* Problem to work on: Reproduce the material below with every "set one pin" switched to "place one marker" and nothing else altered. Leave the pictures out.

* Entries:

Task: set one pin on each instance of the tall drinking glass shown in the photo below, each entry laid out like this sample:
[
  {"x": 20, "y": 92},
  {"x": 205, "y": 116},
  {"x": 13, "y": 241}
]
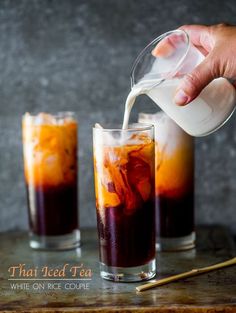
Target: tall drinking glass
[
  {"x": 50, "y": 163},
  {"x": 125, "y": 201},
  {"x": 174, "y": 183}
]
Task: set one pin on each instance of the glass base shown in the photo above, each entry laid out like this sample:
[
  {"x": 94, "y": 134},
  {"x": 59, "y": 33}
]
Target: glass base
[
  {"x": 61, "y": 242},
  {"x": 176, "y": 244},
  {"x": 128, "y": 274}
]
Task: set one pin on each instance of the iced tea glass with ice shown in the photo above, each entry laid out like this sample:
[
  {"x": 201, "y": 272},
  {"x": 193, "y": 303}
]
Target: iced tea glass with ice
[
  {"x": 125, "y": 201},
  {"x": 50, "y": 166},
  {"x": 174, "y": 183}
]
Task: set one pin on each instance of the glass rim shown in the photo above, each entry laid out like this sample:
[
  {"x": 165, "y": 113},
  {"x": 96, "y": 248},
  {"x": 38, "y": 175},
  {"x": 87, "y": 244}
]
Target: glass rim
[
  {"x": 132, "y": 128},
  {"x": 155, "y": 41},
  {"x": 58, "y": 114}
]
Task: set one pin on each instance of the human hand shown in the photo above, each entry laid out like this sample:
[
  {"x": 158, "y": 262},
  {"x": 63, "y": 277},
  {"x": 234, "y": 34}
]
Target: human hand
[{"x": 218, "y": 44}]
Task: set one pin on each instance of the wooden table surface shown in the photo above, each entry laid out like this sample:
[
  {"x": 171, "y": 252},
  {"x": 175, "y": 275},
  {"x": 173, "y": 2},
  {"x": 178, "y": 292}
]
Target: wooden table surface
[{"x": 212, "y": 292}]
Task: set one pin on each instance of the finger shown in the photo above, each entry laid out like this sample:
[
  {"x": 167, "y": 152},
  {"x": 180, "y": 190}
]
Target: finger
[
  {"x": 192, "y": 84},
  {"x": 168, "y": 45},
  {"x": 200, "y": 35}
]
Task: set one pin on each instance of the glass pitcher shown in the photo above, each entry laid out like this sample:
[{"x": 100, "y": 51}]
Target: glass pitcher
[{"x": 158, "y": 77}]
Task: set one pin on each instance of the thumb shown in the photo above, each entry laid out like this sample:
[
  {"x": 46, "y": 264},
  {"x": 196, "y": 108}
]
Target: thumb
[{"x": 193, "y": 83}]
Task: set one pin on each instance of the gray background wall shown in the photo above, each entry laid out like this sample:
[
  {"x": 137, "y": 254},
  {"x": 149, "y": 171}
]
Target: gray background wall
[{"x": 76, "y": 55}]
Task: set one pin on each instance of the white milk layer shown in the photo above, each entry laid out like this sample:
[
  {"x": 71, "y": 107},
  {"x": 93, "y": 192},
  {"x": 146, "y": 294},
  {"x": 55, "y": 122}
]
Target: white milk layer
[{"x": 202, "y": 116}]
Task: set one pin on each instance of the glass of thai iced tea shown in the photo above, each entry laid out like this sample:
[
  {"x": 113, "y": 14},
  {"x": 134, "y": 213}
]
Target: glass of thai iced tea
[
  {"x": 174, "y": 183},
  {"x": 125, "y": 201},
  {"x": 50, "y": 165}
]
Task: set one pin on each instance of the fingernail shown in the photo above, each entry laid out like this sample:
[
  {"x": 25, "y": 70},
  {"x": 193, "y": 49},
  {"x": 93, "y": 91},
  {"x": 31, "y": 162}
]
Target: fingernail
[{"x": 180, "y": 97}]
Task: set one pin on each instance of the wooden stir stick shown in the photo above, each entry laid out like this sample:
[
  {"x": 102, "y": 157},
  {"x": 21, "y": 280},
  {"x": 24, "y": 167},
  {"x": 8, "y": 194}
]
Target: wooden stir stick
[{"x": 193, "y": 272}]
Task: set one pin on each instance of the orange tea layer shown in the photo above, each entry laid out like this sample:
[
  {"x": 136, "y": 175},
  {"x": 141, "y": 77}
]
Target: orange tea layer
[
  {"x": 174, "y": 156},
  {"x": 50, "y": 144},
  {"x": 124, "y": 173}
]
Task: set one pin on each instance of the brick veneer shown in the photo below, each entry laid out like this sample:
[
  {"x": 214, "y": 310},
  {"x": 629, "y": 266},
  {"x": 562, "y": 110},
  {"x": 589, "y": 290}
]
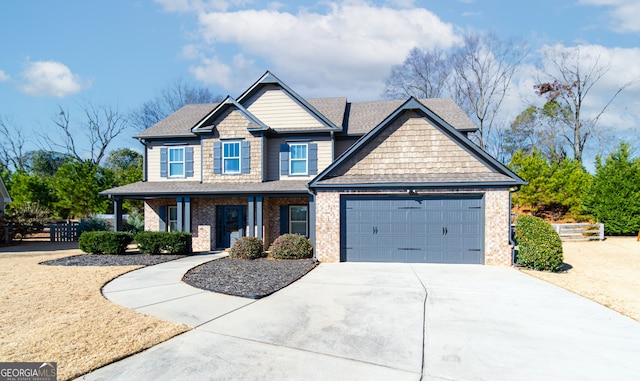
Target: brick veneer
[{"x": 497, "y": 249}]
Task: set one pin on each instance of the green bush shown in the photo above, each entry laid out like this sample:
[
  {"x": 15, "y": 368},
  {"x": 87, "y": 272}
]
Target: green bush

* The result:
Task: place one marker on each instance of the tall drinking glass shown in the photo below, each entry laid out like this sample:
[
  {"x": 20, "y": 92},
  {"x": 205, "y": 116},
  {"x": 13, "y": 241}
]
Target: tall drinking glass
[
  {"x": 50, "y": 163},
  {"x": 125, "y": 201},
  {"x": 174, "y": 183}
]
Task: place one marker on each instance of the glass base shown in the photo above, each entry laid out like this sample:
[
  {"x": 94, "y": 134},
  {"x": 59, "y": 33}
]
Target: glass base
[
  {"x": 61, "y": 242},
  {"x": 176, "y": 244},
  {"x": 128, "y": 274}
]
Task: place one marker on each instance of the iced tea glass with ice shown in the photo above, each entry laid out like this sample:
[
  {"x": 201, "y": 272},
  {"x": 193, "y": 303}
]
Target: iced tea glass with ice
[
  {"x": 125, "y": 201},
  {"x": 50, "y": 166},
  {"x": 174, "y": 183}
]
Task: place one marker on each instance of the glass rim shown in the photo above, each entry laid out like this sample:
[
  {"x": 165, "y": 113},
  {"x": 96, "y": 248},
  {"x": 38, "y": 175},
  {"x": 87, "y": 244}
]
Target: glass rim
[
  {"x": 132, "y": 128},
  {"x": 155, "y": 41},
  {"x": 58, "y": 114}
]
Task: place one marker on each instance of the human hand shown in the photo above, each entry laid out like this sample:
[
  {"x": 158, "y": 262},
  {"x": 63, "y": 277},
  {"x": 234, "y": 34}
]
Target: human hand
[{"x": 218, "y": 44}]
Task: place one marker on each instance of the wooden table surface shown in the photo above, each entry laid out like this sample:
[
  {"x": 171, "y": 252},
  {"x": 175, "y": 275},
  {"x": 173, "y": 2},
  {"x": 178, "y": 292}
]
Target: wooden table surface
[{"x": 212, "y": 292}]
Task: place one marker on each instance of the finger shown in the photo above, each entry laid out like this sample:
[
  {"x": 167, "y": 152},
  {"x": 180, "y": 190}
]
Target: finger
[
  {"x": 192, "y": 84},
  {"x": 168, "y": 45},
  {"x": 200, "y": 35}
]
Task: place one marker on each instance of the glass pitcher shown in the photo above, each entry laid out like this sample:
[{"x": 100, "y": 51}]
Target: glass pitcher
[{"x": 158, "y": 77}]
Task: place one marker on each instance of the thumb shown in the photo above, each entry laid out like this sample:
[
  {"x": 46, "y": 264},
  {"x": 196, "y": 108}
]
Target: thumb
[{"x": 193, "y": 83}]
Task: place one marker on each instance of the gray background wall shown in the photo above, each entry laid out like this sample:
[
  {"x": 137, "y": 254},
  {"x": 149, "y": 171}
]
Target: gray background wall
[{"x": 76, "y": 55}]
Task: place one marker on each instance of the white milk layer shown in the photo above, each entry laid out like this sample:
[
  {"x": 71, "y": 107},
  {"x": 93, "y": 192},
  {"x": 146, "y": 294},
  {"x": 55, "y": 122}
]
Target: white milk layer
[{"x": 202, "y": 116}]
Task: place one marker on each instance of the glass of thai iced tea shown in the photo above, each entry laid out like this sample:
[
  {"x": 113, "y": 14},
  {"x": 134, "y": 213}
]
Target: glass of thai iced tea
[
  {"x": 174, "y": 183},
  {"x": 125, "y": 201},
  {"x": 50, "y": 165}
]
Task: place one marker on each instance of the fingernail shown in the photo above, each entry laid out like this sample:
[
  {"x": 25, "y": 70},
  {"x": 193, "y": 49},
  {"x": 93, "y": 91},
  {"x": 31, "y": 162}
]
Target: fingernail
[{"x": 180, "y": 97}]
Task: place one marker on each instance of the wooden stir stick shown in the photo above, each entry laid out like this sample:
[
  {"x": 102, "y": 157},
  {"x": 21, "y": 280},
  {"x": 24, "y": 167},
  {"x": 8, "y": 194}
]
Target: wooden stir stick
[{"x": 193, "y": 272}]
Task: place one marker on each instance of the orange tea layer shown in the photo above, each entry laid out like this sample:
[
  {"x": 136, "y": 175},
  {"x": 141, "y": 77}
]
Target: orange tea layer
[
  {"x": 174, "y": 156},
  {"x": 50, "y": 144},
  {"x": 124, "y": 173}
]
Task: place one marker on each instance of the brick veneer shown in the photo below, each entry laid out like this sample:
[
  {"x": 214, "y": 310},
  {"x": 629, "y": 266},
  {"x": 562, "y": 110},
  {"x": 589, "y": 290}
]
Target: brick veneer
[{"x": 497, "y": 249}]
Task: place one marker on each instance of the green bush shown in the photo above, each entry laid out like this sample:
[
  {"x": 15, "y": 368},
  {"x": 87, "y": 272}
]
Target: green bush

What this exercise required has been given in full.